#### Record extracts
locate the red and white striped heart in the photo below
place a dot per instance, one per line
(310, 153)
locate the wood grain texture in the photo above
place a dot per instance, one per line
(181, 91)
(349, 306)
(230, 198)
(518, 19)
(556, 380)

#### What is required
Rewrite the rows, swapping each "locate" for "find" and keeping everything else the same.

#### Output for this task
find the red and white striped heart in the photo below
place a dot per instance, one per line
(310, 153)
find the wood grain texture in the photo above
place a dot per instance, one per line
(181, 91)
(349, 306)
(230, 198)
(518, 19)
(556, 380)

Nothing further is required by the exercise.